Kutipan Pilihan:
+++

1) Anotasi Formal dan Informal
Secara sederhana anotasi formal atau anotasi resmi dapat tertuang dalam contoh penulisan catatan atau keterangan seperti pada mekanisme pertanyaan. Marshall (1998) menyatakan "...these annotations are, theoretically, more apt to be interpreted in the same way by different query mechanism." Hasil penganotasian memungkinkan pembaca dapat menemukan informasi yang akurat dan linear dengan rujukan maksud kata yang di anotasi. 
Pembaca cenderung diarahkan untuk memberikan keterangan yang bukan merupakan perluasan kata "nama" tetapi cenderung bermakna "siapakah namamu?". Begitu pula dengan contoh anotasi lainnya pada contoh biodata siswa di atas. Semua kata anotasi pada gambar 1 cenderung mengharapkan jawaban yang akurat dari pembaca atau penulis biodata tersebut.
Lain halnya dengan anotasi informal, Marshall (1998) menyatakan "toward the informal end of the spectrum we find marginalia of the sort that we write to ourselves as we read a journal article. " Dengan kata lain beliau menyatakan bahwa kita menuangkan pandangan atau pendapat menurut pandangan atau pendapat kita pada margin ketika kita membaca seperti halnya sebuah artikel jurnal.
Dari dua penjabaran di atas kita dapat memaknai bahwa anotasi formal merupakan anotasi yang mengarahkan pembaca untuk menuangkan ide dan gagasannya sesuai dengan tujuan yang diharapkan oleh individu yang menganotasi kata-kata yang telah ditentukan sedangkan anotasi informal adalah segala bentuk ide atau gagasan yang berupa catatan atau keterangan (glosses) yang dituangkan pada margin bacaan yang isinya cenderung berdasarkan atas pemahaman orang yang menganotasi. Dan kata yang dianotasi dibuat oleh pembaca.
2) Anotasi Eksplisit dan Tacit
Secara alamiah, kebanyakan anotasi yang dihasilkan oleh individu adalah telegraphic, incomplete dan tacit (Marshall, 1998). Telegraphic dalam konteks ujaran atau berbicara menurut Peterson (1996 : 192) adalah : 
Once they overcome the two-world limit, children move on to a style of speech which resembles adult telegrams and newspaper headlines. Despite no fixed limit on length, their sentences contain only the main content world. Grammatical "extras" like articles, preposition, inflections and auxiliary verbs, are usually left out.
Pernyataan di atas bermakna bahwa setelah anak-anak menguasai dan mengucapkan ujaran dua kata (bubbling), maka kemampuan berbicaranya berkembang dengan meniru gaya orang dewasa seperti telegram dan tajuk pokok surat kabar. Meskipun tidak ada batasan panjang yang tepat, namun kalimat-kalimat mereka telah berisi kata-kata yang mengandung topik utama. Tambahan tatabahasa seperti kata sandang, kata depan, infleksi dan kata kerja bantu biasanya diabaikan.

+++

Data yang Tersedia:
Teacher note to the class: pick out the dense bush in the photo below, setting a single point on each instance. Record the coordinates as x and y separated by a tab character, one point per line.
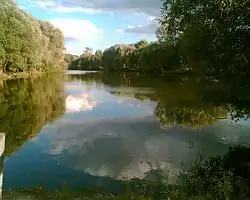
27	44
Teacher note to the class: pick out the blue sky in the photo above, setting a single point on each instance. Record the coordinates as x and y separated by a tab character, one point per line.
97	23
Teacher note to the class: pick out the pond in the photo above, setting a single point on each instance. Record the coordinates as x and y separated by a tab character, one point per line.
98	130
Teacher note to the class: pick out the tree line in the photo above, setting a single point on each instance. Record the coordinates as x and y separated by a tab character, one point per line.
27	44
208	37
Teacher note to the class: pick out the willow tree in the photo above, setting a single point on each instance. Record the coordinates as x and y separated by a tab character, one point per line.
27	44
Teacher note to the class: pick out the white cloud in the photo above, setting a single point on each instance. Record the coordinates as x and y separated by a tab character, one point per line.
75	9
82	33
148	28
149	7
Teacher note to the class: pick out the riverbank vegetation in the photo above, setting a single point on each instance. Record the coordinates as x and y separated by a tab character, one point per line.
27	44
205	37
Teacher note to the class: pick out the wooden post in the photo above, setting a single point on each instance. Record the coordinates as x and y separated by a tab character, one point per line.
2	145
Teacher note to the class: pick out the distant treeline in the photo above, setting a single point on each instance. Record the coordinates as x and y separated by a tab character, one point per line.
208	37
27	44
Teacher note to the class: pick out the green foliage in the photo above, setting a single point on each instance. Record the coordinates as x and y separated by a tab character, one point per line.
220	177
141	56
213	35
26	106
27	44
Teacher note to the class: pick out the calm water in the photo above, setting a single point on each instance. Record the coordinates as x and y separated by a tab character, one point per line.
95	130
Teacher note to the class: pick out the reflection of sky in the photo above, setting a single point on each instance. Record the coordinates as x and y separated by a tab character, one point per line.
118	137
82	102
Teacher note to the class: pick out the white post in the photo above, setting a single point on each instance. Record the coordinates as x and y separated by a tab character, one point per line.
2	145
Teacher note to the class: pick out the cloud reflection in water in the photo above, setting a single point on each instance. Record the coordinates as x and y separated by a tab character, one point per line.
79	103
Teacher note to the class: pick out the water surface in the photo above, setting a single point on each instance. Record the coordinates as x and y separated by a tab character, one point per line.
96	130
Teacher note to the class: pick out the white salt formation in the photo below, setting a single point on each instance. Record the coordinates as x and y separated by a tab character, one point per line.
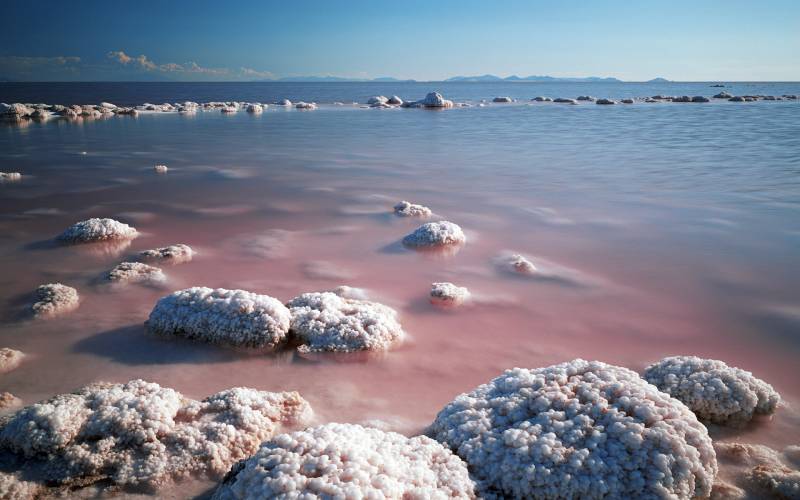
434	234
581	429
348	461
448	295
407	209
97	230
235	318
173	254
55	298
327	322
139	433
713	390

+++

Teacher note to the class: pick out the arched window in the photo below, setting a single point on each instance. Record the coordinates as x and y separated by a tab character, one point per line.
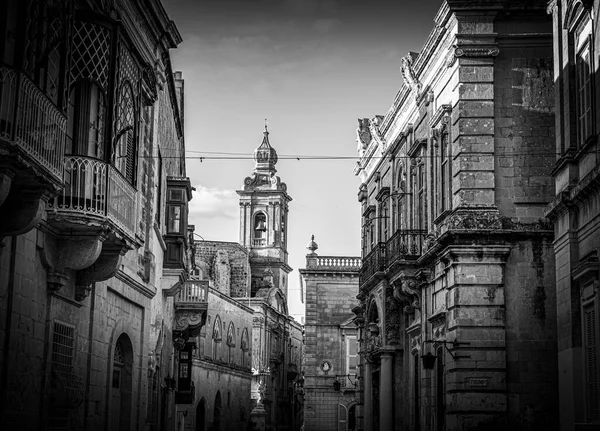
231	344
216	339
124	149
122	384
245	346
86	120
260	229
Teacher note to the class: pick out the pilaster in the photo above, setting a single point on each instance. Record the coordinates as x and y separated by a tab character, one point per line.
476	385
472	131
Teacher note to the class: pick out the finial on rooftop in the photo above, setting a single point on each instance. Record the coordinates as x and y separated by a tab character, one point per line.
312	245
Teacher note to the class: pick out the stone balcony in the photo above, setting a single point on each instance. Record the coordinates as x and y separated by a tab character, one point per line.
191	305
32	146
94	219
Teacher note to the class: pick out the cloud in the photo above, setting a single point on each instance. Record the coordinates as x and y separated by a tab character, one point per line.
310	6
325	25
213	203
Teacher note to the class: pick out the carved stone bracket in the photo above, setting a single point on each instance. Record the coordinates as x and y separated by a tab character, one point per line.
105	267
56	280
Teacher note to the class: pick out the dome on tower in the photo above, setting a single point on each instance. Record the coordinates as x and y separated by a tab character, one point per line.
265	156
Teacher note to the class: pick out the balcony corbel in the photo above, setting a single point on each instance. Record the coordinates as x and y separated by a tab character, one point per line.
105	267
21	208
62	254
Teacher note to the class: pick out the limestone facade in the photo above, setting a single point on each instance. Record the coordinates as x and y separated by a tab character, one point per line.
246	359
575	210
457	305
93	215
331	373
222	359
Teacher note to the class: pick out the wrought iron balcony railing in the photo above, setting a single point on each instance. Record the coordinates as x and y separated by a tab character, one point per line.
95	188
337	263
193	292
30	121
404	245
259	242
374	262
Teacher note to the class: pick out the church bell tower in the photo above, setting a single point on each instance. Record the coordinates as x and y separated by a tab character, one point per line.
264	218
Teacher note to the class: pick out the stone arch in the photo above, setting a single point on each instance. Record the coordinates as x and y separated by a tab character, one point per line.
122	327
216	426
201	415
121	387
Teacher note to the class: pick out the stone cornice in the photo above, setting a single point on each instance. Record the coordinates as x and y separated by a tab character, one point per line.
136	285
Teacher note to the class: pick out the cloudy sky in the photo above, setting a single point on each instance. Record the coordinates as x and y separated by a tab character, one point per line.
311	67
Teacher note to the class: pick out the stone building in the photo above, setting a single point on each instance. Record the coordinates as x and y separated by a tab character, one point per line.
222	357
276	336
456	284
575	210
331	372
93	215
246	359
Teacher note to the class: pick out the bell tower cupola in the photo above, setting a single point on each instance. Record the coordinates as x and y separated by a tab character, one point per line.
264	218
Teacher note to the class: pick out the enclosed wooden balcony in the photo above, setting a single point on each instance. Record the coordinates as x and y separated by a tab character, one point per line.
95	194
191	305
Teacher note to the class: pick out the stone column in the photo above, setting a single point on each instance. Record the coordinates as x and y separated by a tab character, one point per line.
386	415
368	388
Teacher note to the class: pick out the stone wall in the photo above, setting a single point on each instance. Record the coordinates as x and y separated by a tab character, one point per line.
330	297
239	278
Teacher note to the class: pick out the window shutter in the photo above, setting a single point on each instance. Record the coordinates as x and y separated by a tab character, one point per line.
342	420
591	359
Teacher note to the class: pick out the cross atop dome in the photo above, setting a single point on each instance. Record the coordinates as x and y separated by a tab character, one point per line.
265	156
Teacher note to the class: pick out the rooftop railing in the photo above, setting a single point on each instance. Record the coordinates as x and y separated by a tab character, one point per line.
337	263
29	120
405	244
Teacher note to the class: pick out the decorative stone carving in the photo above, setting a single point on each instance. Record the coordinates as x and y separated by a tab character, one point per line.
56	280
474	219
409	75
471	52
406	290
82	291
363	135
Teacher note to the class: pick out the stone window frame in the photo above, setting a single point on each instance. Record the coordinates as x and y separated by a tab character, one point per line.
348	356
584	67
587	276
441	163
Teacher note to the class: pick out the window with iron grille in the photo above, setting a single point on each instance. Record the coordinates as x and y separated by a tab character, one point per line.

+++

Daftar Tugas:
1. Menurut Marshall (1998) dalam teks tentang anotasi, bagaimana sifat kebanyakan anotasi yang dihasilkan oleh individu?
2. Silakan lanjutkan teks tentang anotasi mulai dari kalimat terakhirnya.
Data ini diambil dari sumber yang berbeda.

Kumpulan Jawaban:
1. Kebanyakan anotasi yang dihasilkan individu bersifat telegraphic, incomplete, dan tacit.

2.
Penyampaian gagasan yang bercirikan telegraphic adalah mengutamakan maksud dengan melakukan pengabaian atas pembuatan kalimat sempurna. Sehingga pada kajian tertentu dapat mengarahkan pada penilaian penulisan kalimat yang tidak lengkap (incomplete).
Menganalisa isi tulisan anotasi adalah satu hal lagi yang perlu dicermati karena terkadang isi tulisan yang dihasilkan merupakan unsur yang tidak mudah dipahami karena pembaca tidak mengetahui latar belakang kenapa gloss yang dibubuhkan seperti demikian. Menurut Marshall (1998) "sebuah link yang tidak dapat dijabarkan, asal-usul bacaan, atau penunjuk halaman buku semua hal tersebut dihadapkan pada kesulitan dalam menginterpretasi makna bagai siapapun daripada orang yang membubuhkan anotasinya itu sendiri" hal tersebut disebut tacit dan penjelasan yang paling tepat berada pada orang yang melakukan anotasi.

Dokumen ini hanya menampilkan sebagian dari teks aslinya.